Begin
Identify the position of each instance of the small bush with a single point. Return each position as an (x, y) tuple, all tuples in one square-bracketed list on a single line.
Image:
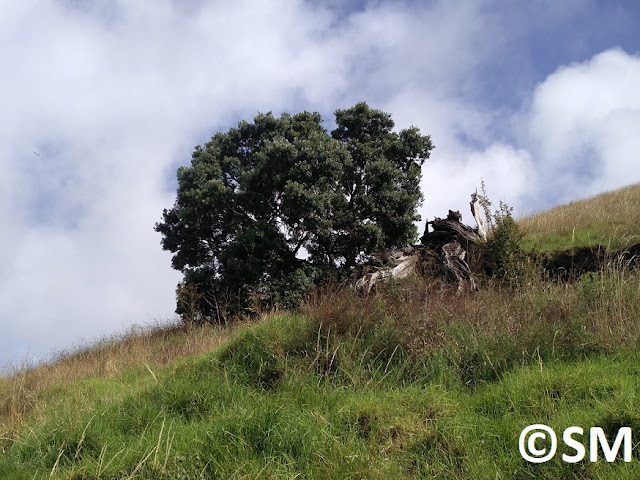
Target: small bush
[(504, 256)]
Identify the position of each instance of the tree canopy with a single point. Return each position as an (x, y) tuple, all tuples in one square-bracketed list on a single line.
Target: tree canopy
[(275, 205)]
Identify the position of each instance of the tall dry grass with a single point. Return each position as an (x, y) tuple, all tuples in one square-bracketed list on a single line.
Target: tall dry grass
[(611, 214), (150, 348)]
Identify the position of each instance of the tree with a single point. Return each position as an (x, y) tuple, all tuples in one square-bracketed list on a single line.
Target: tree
[(257, 197)]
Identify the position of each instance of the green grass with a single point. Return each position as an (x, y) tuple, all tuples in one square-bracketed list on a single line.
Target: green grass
[(413, 382), (290, 399)]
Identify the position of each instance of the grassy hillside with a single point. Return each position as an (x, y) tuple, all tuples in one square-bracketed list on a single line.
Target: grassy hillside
[(611, 219), (414, 382)]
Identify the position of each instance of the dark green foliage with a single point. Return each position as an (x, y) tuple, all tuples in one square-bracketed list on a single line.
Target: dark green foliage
[(505, 258), (257, 196)]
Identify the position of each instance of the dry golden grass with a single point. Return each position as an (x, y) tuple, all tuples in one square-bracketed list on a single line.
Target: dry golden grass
[(611, 218), (107, 358)]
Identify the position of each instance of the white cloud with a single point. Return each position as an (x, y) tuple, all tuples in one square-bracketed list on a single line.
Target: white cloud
[(583, 125)]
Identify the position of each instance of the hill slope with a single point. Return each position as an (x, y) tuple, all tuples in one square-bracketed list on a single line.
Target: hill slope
[(611, 219), (413, 382)]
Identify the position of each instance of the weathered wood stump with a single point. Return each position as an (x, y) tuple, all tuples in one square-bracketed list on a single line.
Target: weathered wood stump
[(446, 245)]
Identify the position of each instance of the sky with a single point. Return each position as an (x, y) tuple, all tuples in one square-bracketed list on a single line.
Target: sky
[(101, 102)]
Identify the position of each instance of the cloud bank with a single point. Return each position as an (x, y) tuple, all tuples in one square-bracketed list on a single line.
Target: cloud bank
[(103, 101)]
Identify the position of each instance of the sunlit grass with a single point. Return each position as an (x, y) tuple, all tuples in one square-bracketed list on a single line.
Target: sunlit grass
[(611, 219)]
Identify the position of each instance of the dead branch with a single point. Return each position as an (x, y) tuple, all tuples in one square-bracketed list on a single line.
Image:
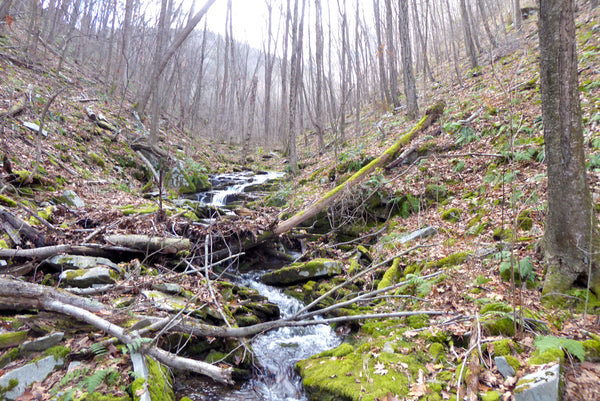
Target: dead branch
[(18, 107), (86, 250), (430, 117), (22, 228), (19, 295), (150, 244)]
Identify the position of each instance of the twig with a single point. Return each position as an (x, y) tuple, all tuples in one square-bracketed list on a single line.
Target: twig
[(350, 280)]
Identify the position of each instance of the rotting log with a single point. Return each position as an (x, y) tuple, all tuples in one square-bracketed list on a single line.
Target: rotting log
[(109, 252), (150, 244), (18, 295), (430, 117)]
End
Copy every row above, swapping each "Target" for "Label" and changing nothing else. Omit the pictures.

* **SOLUTION BELOW**:
Identify the position of each instance of the small bush with a single point. Return each position as an (x, y) tuple, all tuples in one square-bracketed list on a single line.
Image:
Label: small bush
[(504, 256)]
Identify the position of each instance of the tree canopy with a single point. Return each position as an (x, y) tuple, all tuples in one square-bracketed list on a single line.
Label: tree canopy
[(275, 205)]
Identify the position of each instance of the tall dry grass with a single point. Return each position as an (x, y) tuple, all tuples in one square-bracketed list on a single line.
Label: tall dry grass
[(611, 214), (150, 348)]
Identify the position of each instance of the tree with a single point. Return each position as an (x, y) tuple, all tuples in one square-bracketed list on a single line.
Label: tree
[(257, 197)]
Identify the position of each instance of the green grass with a single point. Return each position as an (x, y) tuple, all tuples in one square-bracketed list on a single line.
Label: green grass
[(413, 382), (290, 399)]
Identify the position of each instance of the grassy hillside with a single point. Return each position as an (x, y) tuple, all tuples in one square-bracketed list on a single line.
Label: grassy hillside
[(611, 219), (414, 382)]
Identify the position of each instance of the dark green foliage with a single point. Return each position as an (x, y) tuple, all tuples in one square-bracketed list on a single line.
Label: dark green foliage
[(505, 258), (257, 196)]
Identify the position of each instance of the dry golden grass with a single point. Return each position as an (x, y) tuple, all tuples in one square-bracketed list on a single line.
Label: dry golden grass
[(611, 218), (107, 358)]
Identify the position of each instance of the white cloud with a single point. Return each position as an (x, y) tuple, all tuples in one square-bracketed list on a single line.
Label: white cloud
[(583, 125)]
Identify the position of each instance of the hill slope with a single point. Return each position as an (x, y) tuple, all tuples in one square-bracketed list on a single line.
Label: hill slope
[(611, 219), (413, 382)]
Identify the position of each instance of the weathered wood stump with a single point. Return each position as an (x, y) tuple, all tuples in one square-bracketed list on a single line.
Label: weathered wood stump
[(446, 245)]
Identify the position of each instance of the sky with a single point. Return each position as an (x, y) tuple, all tuples in one square-bracketed list on a single line.
Label: sky
[(101, 102)]
Identify the position of each instance of the cloud bank with a single point. Return each position as an (x, y) tuple, all tuples in one square-bracketed list on a single line.
Label: cloud bank
[(103, 101)]
Identify the position of each instance of the sunlit grass with a single point. Return each position as an (x, y) tuple, all tuples in one square-bracketed list on a single line.
Label: sunlit grass
[(611, 219)]
Identify the position of each instance of the dead branch with a single point. Return each position as an (x, y) tuple, all tuples in one square-bracketed list on a single line.
Image:
Label: dead branch
[(18, 107), (86, 250), (430, 117), (22, 228), (19, 295), (150, 244)]
Identify the position of each instance of the twig with a single point. Return each position as an (x, y) tuple, all tuples in one square-bracketed list on a single line.
Label: twig
[(350, 280)]
Identify the position of each instance of the rotting log with a single point. Return each position as an (x, y) tuple, all tuples in one square-bracketed list on a single line.
Label: rotting log
[(109, 252), (150, 244), (18, 295), (430, 117)]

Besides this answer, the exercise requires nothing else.